[Start of Attachment]
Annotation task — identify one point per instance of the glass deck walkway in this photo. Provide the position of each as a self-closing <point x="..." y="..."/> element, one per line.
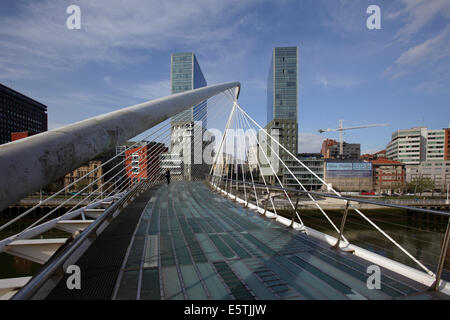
<point x="190" y="243"/>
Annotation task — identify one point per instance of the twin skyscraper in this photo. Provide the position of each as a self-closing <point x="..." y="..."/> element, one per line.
<point x="282" y="104"/>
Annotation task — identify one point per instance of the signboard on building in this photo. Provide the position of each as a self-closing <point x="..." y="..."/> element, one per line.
<point x="349" y="169"/>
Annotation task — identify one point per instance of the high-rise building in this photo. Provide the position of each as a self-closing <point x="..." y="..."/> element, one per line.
<point x="408" y="146"/>
<point x="19" y="113"/>
<point x="435" y="145"/>
<point x="282" y="96"/>
<point x="330" y="150"/>
<point x="186" y="74"/>
<point x="447" y="143"/>
<point x="282" y="104"/>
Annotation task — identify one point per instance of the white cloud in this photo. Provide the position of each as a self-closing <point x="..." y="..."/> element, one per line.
[End of Attachment]
## Problem statement
Apart from the pictures, repeat every entry exactly.

## Result below
Annotation task — identify one point per instance of the glass deck walkway in this photo. Provide the position of each as a self-closing <point x="..." y="..."/> element, one per line.
<point x="190" y="243"/>
Annotation task — identify one point per instance of the twin skyscraper in this photo. Provide the position of each as a self-closing <point x="..." y="..."/> element, one per line.
<point x="282" y="104"/>
Annotation task — identify one point per instance of the signboard on building in this photo. Provide the position of each as a self-closing <point x="..." y="..."/> element, one per line.
<point x="349" y="169"/>
Annotation task — identify one point per instance of the high-rise building in this photo. Provide the position of each as a self-closing <point x="..." y="..."/> element, one per line.
<point x="408" y="146"/>
<point x="19" y="113"/>
<point x="435" y="145"/>
<point x="282" y="96"/>
<point x="330" y="150"/>
<point x="186" y="74"/>
<point x="447" y="143"/>
<point x="282" y="104"/>
Annotation task — identify one point per instance of the white cloud in this photo. Provide the position of each as a self-closing <point x="..." y="..."/> element, one per line.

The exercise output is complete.